:: Requisitos del ejercicio ::
Filtra el material y copia completa cada línea en la que aparezca la palabra "person".

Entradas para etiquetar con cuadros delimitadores

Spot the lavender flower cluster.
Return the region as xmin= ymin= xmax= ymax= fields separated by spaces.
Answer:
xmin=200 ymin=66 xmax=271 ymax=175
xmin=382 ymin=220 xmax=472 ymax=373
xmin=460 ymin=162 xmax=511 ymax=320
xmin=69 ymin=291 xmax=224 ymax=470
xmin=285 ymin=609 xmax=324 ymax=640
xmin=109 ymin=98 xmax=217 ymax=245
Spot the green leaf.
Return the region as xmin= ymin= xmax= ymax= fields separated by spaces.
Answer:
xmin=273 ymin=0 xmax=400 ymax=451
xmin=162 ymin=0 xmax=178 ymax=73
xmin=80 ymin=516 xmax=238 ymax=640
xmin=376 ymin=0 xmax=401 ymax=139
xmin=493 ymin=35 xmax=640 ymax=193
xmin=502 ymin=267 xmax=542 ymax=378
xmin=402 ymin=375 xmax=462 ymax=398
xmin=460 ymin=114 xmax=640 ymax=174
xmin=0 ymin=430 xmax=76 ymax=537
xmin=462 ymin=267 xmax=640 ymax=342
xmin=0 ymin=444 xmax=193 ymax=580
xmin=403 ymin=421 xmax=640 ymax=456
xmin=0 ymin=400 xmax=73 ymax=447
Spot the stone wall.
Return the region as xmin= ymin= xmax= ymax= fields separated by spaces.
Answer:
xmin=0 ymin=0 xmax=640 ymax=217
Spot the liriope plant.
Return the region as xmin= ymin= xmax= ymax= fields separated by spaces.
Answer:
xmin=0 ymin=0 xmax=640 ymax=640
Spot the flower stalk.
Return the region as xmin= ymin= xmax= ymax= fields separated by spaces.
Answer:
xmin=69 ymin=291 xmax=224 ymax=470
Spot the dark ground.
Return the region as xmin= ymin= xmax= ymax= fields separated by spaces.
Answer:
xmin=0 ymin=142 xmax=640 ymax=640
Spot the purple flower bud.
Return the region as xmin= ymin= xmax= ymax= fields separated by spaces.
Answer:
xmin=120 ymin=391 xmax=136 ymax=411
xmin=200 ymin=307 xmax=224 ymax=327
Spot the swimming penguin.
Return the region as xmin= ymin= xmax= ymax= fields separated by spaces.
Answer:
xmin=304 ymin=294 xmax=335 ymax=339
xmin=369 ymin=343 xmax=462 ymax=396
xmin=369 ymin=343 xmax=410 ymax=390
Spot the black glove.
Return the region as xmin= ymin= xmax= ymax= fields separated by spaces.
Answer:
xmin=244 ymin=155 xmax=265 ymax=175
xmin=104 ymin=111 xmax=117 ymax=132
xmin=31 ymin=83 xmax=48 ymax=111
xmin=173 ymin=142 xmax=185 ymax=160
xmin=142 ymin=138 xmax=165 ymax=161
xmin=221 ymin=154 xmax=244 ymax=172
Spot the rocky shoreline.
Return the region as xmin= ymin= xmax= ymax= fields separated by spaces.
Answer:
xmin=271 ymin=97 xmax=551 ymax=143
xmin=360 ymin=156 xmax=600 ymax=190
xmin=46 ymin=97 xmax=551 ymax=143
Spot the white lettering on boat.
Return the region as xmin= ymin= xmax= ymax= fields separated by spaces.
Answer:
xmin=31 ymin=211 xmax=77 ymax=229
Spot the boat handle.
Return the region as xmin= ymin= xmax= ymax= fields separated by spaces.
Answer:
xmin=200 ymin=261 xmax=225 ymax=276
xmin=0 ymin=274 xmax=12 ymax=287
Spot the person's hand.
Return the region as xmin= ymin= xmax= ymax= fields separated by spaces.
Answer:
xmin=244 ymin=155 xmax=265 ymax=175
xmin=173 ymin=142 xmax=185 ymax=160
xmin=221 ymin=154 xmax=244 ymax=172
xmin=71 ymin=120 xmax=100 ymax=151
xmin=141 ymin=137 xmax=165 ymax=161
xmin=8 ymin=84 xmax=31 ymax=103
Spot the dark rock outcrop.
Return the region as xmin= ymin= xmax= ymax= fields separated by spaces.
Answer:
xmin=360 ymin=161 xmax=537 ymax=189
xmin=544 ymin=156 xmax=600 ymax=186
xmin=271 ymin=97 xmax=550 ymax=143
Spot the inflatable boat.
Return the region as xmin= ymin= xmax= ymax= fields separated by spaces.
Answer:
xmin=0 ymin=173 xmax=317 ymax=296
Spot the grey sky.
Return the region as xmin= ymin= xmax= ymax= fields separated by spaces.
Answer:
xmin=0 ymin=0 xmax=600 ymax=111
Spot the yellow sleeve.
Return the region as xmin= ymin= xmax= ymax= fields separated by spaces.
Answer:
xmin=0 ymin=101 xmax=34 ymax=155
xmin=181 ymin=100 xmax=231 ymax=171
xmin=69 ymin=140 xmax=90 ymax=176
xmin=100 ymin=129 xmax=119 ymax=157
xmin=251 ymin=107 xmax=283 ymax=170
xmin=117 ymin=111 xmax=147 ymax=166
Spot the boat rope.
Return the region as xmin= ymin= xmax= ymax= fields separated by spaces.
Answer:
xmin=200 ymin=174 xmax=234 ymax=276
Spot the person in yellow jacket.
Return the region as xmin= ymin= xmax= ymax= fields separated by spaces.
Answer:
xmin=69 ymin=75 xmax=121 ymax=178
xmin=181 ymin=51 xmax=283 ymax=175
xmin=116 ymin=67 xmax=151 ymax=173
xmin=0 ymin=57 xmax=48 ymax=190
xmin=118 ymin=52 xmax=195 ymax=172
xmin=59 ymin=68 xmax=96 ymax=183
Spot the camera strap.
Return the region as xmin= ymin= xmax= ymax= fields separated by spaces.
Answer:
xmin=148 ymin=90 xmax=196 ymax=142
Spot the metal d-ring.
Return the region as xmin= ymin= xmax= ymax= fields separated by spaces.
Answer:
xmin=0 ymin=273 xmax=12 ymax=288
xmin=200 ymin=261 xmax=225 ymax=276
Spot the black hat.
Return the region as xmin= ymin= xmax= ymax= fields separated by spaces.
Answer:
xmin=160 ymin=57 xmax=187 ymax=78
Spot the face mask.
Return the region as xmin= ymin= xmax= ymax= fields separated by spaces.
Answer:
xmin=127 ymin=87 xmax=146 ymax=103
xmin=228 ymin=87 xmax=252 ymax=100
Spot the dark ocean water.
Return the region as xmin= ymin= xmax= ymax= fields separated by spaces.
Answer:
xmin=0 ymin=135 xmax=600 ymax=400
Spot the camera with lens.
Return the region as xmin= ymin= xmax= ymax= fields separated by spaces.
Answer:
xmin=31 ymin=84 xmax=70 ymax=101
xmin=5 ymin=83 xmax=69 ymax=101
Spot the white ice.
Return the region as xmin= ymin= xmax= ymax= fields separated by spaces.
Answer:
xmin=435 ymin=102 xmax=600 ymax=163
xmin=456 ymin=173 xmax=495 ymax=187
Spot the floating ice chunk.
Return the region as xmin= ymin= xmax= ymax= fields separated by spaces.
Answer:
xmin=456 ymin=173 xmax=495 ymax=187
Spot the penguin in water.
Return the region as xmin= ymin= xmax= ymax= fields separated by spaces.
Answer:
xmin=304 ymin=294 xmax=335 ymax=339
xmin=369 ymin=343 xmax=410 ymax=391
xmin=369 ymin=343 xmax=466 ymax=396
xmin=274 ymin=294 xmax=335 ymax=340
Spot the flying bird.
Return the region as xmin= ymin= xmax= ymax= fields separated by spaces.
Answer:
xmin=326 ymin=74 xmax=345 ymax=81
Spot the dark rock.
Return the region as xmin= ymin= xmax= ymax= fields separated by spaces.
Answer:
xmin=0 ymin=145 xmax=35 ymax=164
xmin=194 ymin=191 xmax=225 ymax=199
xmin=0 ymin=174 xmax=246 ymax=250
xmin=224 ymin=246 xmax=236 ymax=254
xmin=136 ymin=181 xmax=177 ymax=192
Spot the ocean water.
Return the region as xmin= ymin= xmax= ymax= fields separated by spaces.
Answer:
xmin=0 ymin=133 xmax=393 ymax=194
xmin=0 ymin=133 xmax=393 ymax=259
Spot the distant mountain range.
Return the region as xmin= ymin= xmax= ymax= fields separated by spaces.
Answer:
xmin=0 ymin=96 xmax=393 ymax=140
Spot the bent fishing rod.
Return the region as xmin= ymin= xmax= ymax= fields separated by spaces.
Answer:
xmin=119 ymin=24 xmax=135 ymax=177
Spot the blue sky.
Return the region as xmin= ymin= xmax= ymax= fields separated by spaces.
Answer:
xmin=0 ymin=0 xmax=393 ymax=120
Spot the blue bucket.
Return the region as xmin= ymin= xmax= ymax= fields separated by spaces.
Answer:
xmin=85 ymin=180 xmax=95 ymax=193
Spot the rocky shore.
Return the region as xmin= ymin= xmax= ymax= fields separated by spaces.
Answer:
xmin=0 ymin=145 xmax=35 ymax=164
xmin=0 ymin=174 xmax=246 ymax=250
...
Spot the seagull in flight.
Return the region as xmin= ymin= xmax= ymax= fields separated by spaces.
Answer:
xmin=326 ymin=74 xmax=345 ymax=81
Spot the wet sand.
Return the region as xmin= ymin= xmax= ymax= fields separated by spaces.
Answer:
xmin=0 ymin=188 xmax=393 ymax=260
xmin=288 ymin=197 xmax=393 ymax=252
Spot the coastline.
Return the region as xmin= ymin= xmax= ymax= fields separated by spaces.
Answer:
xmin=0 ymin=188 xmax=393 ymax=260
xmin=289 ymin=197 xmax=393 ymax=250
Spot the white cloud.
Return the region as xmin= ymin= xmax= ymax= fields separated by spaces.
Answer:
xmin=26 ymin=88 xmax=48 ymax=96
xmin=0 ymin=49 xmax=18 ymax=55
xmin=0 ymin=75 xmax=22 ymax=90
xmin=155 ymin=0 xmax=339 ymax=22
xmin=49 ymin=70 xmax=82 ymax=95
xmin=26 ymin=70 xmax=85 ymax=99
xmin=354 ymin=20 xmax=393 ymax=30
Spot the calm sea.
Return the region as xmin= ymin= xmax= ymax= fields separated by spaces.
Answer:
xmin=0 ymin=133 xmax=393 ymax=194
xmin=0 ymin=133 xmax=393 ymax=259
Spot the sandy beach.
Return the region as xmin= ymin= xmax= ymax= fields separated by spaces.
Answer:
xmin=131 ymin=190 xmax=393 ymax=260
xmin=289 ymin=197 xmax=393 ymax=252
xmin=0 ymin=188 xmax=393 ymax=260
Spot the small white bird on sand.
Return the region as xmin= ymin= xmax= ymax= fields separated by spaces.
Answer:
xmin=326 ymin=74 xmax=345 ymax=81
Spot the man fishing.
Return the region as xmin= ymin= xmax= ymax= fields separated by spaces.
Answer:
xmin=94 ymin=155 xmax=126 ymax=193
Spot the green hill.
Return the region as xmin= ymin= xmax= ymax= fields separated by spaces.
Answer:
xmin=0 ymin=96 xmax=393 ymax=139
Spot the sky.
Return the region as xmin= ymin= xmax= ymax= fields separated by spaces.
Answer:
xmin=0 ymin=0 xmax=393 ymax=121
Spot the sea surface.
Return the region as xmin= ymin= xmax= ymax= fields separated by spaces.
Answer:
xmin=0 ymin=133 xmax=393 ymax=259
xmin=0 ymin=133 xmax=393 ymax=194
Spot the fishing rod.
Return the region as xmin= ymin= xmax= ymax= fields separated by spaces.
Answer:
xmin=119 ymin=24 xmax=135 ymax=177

:: Respuesta del ejercicio ::
Spot the person's hand.
Spot the person in yellow jacket.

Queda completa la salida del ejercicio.